Extract provided:

How large are large language models?

Posted by rain1 1 day ago

How large are large language models?(gist.github.com)

253 points | 138 commentspage 2

simonw 1 day ago|

> There were projects to try to match it, but generally they operated by fine tuning things like small (70B) llama models on a bunch of GPT-3 generated texts (synthetic data - which can result in degeneration when AI outputs are fed back into AI training inputs).

That parenthetical doesn't quite work for me.

If synthetic data always degraded performance, AI labs wouldn't use synthetic data. They use it because it helps them train better models.

There's a paper that shows that if you very deliberately train a model in its own output in a loop you can get worse performance. That's not what AI labs using synthetic data actually do.

That paper gets a lot of attention because the schadenfreude of models destroying themselves through eating their own tails is irresistible.

rybosome 1 day ago|

Agreed, especially when in this context of training a smaller model on a larger model’s outputs. Distillation is generally accepted as an effective technique.

This is exactly what I did in a previous role, fine-tuning Llama and Mistral models on a mix of human and GPT-4 data for a domain-specific task. Adding (good) synthetic data definitely increased the output quality for our tasks.

rain1 1 day ago||

Yes but just purely in terms of entropy, you can't make a model better than GPT-4 by training it on GPT-4 outputs. The limit you would converge towards is GPT-4.

simonw 1 day ago|||

A better way to think about synthetic data is to consider code. With code you can have an LLM generate code with tests, then confirm that the code compiles and the tests pass. Now you have semi-verified new code you can add to your training data, and training on that will help you get better results for code even though it was generated by a "less good" LLM.

unwind 1 day ago||

Meta: The inclusion of the current year ("(2025)") in the title is strange, even though it's in the actual title of the linked-to post, repeating it here makes me look around for the time machine controls.

bobsmooth 19 hours ago||

There's got to be tons of books that remain undigitized that can be mined for training data, hasn't there?

christianqchung 1 day ago|

This is a bad article. Some of the information is wrong, and it's missing lots of context.

For example, it somehow merged Llama 4 Maverick's custom Arena chatbot version with Behemoth, falsely claiming that the former is stopping the latter from being released. It also claims 40B of internet text data is 10B tokens, which seems a little odd. Llama 405B was also trained on more than 15 trillion tokens[1], but the post claims only 3.67 trillion for some reason. It also doesn't mention Mistral large for some reason, even though it's the first good European 100B+ dense model.

Information supplied:
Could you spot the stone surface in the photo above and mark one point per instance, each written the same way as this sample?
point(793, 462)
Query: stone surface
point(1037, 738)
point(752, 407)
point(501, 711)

Task instructions:
1. Answer these questions about the forum thread on the size of large language models:
(a) According to simonw, why do AI labs use synthetic data?
(b) Which models did rybosome fine-tune in a previous role?
(c) How many tokens does christianqchung say Llama 405B was trained on?
2. Rewrite the part of the forum thread on language model sizes between "rybosome 1 day" and "towards is GPT-4.", inclusive, with "Distillation" replaced by "Knowledge distillation".
3. Continue the forum thread about the size of large language models from the point where it ends.
The entries have nothing to do with this work.

Task-by-task answers:
1.
(a) Because it helps them train better models.
(b) Llama and Mistral models.
(c) More than 15 trillion tokens.

2.
rybosome 1 day ago|

Agreed, especially when in this context of training a smaller model on a larger model’s outputs. Knowledge distillation is generally accepted as an effective technique.

This is exactly what I did in a previous role, fine-tuning Llama and Mistral models on a mix of human and GPT-4 data for a domain-specific task. Adding (good) synthetic data definitely increased the output quality for our tasks.

rain1 1 day ago||

Yes but just purely in terms of entropy, you can't make a model better than GPT-4 by training it on GPT-4 outputs. The limit you would converge towards is GPT-4.

3.
>The MoE arch. enabled larger models to be trained and used by more people - people without access to thousands of interconnected GPUs

You still need thousands of GPUs to train a MoE model of any actual use. This is true for inference in the sense that it's faster I guess, but even that has caveats because MoE models are less powerful than dense models of the same size, though the trade-off has apparently been worth it in many cases. You also didn't need thousands of GPUs to do inference before, even for the largest models.

The conclusion is all over the place, and has lots of just weird and incorrect implications. The title is about how big LLMs are, why is there such a focus on token training count? Also no mention of quantized size. This is a bad AI slop article (whoops, turns out the author accidentally said it was AI generated, so it's a bad human slop article).

[1] https://ai.meta.com/blog/meta-llama-3-1/

rain1 1 day ago|

I can correct mistakes.

> it somehow merged Llama 4 Maverick's custom Arena chatbot version with Behemoth

I can clarify this part. I wrote 'There was a scandal as facebook decided to mislead people by gaming the lmarena benchmark site - they served one version of llama-4 there and released a different model' which is true.

But it is inside the section about the llama 4 model behemoth. So I see how that could be confusing/misleading.

I could restructure that section a little to improve it.

> Llama 405B was also trained on more than 15 trillion tokens[1],

You're talking about Llama 405B instruct, I'm talking about Llama 405B base. Of course the instruct model has been traiend on more tokens.

> why is there such a focus on token training count?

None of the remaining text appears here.